▶ _DATASET RECORDS_
━━━━━━━━━━━━━━━━

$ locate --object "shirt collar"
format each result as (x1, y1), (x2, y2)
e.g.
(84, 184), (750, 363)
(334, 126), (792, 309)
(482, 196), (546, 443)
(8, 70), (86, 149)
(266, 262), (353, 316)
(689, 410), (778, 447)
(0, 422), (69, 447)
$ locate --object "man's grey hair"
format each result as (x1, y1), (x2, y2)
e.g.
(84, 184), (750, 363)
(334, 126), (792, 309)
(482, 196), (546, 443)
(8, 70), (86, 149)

━━━━━━━━━━━━━━━━

▶ _TASK PROMPT_
Rewrite all the records above as a JSON list of strings, with one string for each line and no blank lines.

▶ _OUTPUT_
[
  "$ locate --object \"shirt collar\"",
  "format each result as (x1, y1), (x2, y2)",
  "e.g.",
  "(84, 184), (750, 363)",
  "(334, 126), (792, 309)",
  "(482, 196), (546, 443)",
  "(8, 70), (86, 149)",
  "(266, 262), (353, 316)",
  "(689, 410), (778, 447)",
  "(0, 422), (69, 447)",
  "$ locate --object \"man's grey hair\"",
  "format each result as (x1, y1), (x2, y2)",
  "e.g.",
  "(84, 184), (750, 363)",
  "(334, 126), (792, 309)",
  "(482, 196), (546, 443)",
  "(8, 70), (86, 149)"
]